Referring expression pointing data
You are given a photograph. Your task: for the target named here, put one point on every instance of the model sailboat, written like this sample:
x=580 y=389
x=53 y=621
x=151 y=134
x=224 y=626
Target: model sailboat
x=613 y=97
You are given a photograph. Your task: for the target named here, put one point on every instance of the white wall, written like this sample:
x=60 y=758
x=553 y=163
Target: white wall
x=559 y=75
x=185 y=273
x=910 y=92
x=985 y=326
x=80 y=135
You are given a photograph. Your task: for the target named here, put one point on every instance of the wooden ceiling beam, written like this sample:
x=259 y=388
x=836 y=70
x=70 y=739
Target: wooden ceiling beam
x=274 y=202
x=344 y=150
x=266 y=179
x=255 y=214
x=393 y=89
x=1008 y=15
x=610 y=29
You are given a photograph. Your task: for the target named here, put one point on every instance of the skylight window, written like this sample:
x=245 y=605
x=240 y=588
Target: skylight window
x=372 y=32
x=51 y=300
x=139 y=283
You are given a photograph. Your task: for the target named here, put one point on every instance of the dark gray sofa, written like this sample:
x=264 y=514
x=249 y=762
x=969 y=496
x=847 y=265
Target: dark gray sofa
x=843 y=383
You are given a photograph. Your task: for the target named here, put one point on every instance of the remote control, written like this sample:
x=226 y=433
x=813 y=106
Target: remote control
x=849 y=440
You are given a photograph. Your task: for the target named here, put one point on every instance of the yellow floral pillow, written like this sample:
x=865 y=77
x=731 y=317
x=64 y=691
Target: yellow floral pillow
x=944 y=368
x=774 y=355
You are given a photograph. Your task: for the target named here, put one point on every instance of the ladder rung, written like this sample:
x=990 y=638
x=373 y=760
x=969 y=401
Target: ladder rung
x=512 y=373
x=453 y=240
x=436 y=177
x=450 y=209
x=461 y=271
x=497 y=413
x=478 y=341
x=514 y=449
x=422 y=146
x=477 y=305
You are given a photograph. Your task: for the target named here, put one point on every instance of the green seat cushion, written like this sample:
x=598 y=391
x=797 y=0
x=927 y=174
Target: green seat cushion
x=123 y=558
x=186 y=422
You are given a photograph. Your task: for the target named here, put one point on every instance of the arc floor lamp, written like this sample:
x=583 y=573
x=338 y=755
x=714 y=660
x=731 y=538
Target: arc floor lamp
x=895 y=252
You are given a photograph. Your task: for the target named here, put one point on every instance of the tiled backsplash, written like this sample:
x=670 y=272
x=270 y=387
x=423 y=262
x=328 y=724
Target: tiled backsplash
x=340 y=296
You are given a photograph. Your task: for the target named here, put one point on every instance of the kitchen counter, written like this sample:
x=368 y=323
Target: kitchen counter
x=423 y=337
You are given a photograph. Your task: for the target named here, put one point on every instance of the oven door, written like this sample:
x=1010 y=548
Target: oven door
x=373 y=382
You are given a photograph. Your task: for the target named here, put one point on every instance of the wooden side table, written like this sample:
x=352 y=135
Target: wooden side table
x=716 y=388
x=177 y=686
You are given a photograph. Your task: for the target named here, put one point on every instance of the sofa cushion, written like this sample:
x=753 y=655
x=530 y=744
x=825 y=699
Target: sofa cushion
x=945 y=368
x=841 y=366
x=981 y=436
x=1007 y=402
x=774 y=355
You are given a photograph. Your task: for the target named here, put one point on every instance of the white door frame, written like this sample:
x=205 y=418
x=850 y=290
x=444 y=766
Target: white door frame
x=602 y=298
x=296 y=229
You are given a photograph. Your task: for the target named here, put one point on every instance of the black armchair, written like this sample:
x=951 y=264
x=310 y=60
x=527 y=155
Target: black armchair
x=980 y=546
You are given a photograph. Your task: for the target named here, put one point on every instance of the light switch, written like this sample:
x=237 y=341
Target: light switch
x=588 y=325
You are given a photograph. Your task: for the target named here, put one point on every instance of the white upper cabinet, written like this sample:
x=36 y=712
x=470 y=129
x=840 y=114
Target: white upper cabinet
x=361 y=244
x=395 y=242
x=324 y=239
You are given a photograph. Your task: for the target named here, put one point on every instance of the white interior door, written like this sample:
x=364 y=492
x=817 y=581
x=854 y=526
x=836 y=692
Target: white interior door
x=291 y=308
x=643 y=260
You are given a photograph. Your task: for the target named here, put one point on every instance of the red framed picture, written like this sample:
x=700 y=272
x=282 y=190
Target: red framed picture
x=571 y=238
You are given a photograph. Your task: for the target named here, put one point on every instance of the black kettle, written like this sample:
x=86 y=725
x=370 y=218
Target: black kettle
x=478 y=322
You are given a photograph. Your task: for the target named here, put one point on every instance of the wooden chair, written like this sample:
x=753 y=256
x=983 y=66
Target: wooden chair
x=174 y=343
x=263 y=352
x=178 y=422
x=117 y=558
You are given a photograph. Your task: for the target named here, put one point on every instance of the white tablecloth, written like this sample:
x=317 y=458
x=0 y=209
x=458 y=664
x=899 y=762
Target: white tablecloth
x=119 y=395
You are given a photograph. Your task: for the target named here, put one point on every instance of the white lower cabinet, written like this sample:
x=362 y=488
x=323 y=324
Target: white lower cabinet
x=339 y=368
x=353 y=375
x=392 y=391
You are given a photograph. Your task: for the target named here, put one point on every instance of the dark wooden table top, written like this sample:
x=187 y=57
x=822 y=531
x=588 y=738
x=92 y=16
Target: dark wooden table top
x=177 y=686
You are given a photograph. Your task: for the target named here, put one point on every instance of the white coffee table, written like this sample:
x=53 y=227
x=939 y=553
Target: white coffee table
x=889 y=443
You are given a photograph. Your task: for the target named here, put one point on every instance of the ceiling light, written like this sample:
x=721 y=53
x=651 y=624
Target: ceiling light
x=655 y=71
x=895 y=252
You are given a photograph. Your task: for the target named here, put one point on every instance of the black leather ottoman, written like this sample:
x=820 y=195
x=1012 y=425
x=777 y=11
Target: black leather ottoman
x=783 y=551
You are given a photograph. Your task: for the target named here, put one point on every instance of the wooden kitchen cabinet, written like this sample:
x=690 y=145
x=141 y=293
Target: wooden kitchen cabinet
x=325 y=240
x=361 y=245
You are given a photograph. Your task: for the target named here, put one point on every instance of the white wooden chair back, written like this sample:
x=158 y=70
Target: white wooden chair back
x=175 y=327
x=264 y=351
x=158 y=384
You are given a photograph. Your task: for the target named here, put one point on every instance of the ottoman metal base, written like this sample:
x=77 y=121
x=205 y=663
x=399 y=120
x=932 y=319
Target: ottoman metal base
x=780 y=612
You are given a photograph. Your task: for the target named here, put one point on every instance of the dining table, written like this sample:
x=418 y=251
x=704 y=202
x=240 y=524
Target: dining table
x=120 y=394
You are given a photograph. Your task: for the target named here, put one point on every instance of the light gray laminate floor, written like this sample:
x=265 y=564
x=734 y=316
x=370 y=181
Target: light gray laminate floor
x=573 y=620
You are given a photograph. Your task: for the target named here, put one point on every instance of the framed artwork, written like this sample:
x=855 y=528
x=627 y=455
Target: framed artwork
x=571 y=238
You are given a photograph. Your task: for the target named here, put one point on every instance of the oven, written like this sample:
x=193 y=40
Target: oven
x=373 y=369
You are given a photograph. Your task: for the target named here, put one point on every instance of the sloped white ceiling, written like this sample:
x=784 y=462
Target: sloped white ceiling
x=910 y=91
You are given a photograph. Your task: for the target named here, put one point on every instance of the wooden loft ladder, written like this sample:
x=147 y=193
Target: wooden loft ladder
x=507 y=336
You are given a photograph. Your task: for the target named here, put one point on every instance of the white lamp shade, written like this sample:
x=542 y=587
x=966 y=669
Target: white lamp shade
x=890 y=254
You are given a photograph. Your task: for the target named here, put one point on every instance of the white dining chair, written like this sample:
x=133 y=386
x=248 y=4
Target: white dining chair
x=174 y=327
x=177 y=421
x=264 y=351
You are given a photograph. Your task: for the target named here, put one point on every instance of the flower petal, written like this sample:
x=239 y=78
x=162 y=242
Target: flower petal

▶ _WHAT THE TASK REQUIRES_: Each line of the entries above that contains "petal" must be copied into the answer.

▶ _EXERCISE OUTPUT_:
You are given a photograph. Your task: for the target named here, put one point on every instance of the flower petal, written like this sample:
Target: flower petal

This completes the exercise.